WHAT IS ASKED
Output the lines that follow exactly as they are.

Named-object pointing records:
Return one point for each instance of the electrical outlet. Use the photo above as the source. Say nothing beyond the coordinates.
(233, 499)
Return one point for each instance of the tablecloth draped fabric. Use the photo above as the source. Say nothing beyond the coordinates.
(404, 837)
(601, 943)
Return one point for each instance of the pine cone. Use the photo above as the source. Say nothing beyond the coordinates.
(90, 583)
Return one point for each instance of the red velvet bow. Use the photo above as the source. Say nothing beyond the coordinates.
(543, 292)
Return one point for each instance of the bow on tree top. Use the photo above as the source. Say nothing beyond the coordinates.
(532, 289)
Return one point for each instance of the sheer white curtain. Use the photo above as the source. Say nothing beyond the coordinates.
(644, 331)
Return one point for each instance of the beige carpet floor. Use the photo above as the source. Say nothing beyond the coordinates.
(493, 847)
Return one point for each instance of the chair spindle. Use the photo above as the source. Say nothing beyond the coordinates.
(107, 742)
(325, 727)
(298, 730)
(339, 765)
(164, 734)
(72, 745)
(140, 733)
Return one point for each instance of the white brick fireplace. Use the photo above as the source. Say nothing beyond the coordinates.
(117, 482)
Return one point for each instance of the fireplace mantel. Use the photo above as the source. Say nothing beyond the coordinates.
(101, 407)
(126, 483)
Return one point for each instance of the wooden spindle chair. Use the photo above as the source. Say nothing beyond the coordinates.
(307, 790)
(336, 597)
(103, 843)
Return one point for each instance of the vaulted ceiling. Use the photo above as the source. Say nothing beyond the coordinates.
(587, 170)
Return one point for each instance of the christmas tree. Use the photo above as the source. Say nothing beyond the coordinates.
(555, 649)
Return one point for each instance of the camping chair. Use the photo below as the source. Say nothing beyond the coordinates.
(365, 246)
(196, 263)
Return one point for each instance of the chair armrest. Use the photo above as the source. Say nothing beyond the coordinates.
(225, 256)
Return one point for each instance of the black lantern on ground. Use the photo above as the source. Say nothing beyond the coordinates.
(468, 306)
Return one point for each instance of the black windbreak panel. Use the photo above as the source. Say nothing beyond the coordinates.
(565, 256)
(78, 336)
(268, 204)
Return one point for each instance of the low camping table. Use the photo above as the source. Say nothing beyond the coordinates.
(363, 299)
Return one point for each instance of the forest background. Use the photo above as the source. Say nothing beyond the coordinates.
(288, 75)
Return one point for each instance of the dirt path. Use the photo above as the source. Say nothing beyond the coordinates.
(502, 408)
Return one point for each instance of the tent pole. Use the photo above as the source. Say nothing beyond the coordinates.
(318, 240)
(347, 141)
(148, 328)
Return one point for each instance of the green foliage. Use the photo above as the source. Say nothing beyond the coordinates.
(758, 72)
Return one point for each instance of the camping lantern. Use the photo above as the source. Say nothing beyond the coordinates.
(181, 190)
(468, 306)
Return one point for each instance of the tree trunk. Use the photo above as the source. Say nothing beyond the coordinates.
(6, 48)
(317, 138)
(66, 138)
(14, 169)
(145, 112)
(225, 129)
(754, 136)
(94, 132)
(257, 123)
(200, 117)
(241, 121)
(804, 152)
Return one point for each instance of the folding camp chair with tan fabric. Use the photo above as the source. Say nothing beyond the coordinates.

SOLUTION TO THIS EXERCISE
Return one point for each instance of the electrical outlet. Use the photo above as the source. Say nothing beyond the coordinates.
(233, 499)
Return one point for each instance of the tablecloth draped fabric. Use the photo above as the source. Say nothing beyond the coordinates.
(404, 837)
(601, 943)
Return one point for each instance of the pine cone. Use the photo above as the source. Say nothing beyond the coordinates.
(90, 583)
Return one point for each instance of the red velvet bow. Use the photo above as the source. Say nothing beyond the coordinates.
(543, 292)
Return one point for each instance of the bow on tree top. Use the photo above as the source. Say nothing beyond the coordinates.
(532, 289)
Return one point for each instance of the sheer white curtain. Use the photo above as the source. Say nothing beyond the coordinates.
(644, 331)
Return one point for each instance of the beige carpet floor. Use the photo above as the source. Say nothing beyond the coordinates.
(493, 847)
Return one point for each instance of the chair spindle. Use the photo above as the source. Say nothing beyond the coordinates.
(107, 742)
(325, 727)
(298, 730)
(339, 765)
(164, 734)
(72, 745)
(140, 733)
Return one point for each instance of the white brick fireplace. Use the photo above as the source. Say nothing beyond the coordinates.
(117, 482)
Return one point for each instance of the fireplace mantel. Use the photo above as the source. Say nothing beyond the coordinates.
(101, 407)
(126, 483)
Return one point for each instance of the wooden spindle chair. Use the photo above as the source. Say nothing beyond the coordinates.
(307, 790)
(336, 597)
(103, 843)
Return one point for each instance of the vaulted ceiling. Use the photo above as the source. Say nothing beyond the coordinates.
(587, 170)
Return one point for each instance of the christmas tree. Use the photo above as the source. Say nothing beyond the coordinates.
(555, 649)
Return one point for each instance of the camping chair. Use the photo below as the source. Say nothing beyond the coordinates.
(365, 246)
(196, 263)
Return one point for each instance of the chair armrest. Use the photo above as the source. Say nothing beyond the coordinates.
(225, 256)
Return one point for each instance of the black lantern on ground. Use the photo above as the source. Say nothing beyond the coordinates.
(468, 306)
Return one point for each instance of the black windbreak panel. Use the photo above as the source. Say nothing beyond the coordinates.
(565, 256)
(78, 336)
(268, 204)
Return one point for each instance of the low camping table. Use the photo above as the source. Say nothing beyond the coordinates.
(363, 299)
Return one point for each instance of the forest background. Use the photo above as the source. Say nothing beyond the coordinates.
(288, 75)
Return one point for each instance of the dirt path. Use the photo above as the source. Say nothing beyond the coordinates.
(502, 408)
Return one point for each instance of the tent pole. Use the photo above as the source. Say nothing beyond the coordinates.
(318, 240)
(347, 141)
(148, 328)
Return one point for each instance of the green foliage. Use the photo above as the source. Say nothing beyond the coordinates.
(758, 72)
Return one point for each instance of the camping lantern. Use the photo above as the source. Say nothing beyond the coordinates.
(181, 190)
(468, 306)
Return one point for each instance of the tree trunk. Use the photo above as the source. Say nothing beyond the coordinates.
(6, 48)
(317, 138)
(66, 138)
(14, 169)
(145, 112)
(225, 129)
(754, 136)
(94, 132)
(257, 123)
(200, 117)
(241, 121)
(804, 152)
Return one point for each instance of the folding camp chair with tan fabric. Use the photo above as the source. Say nothing beyond the coordinates.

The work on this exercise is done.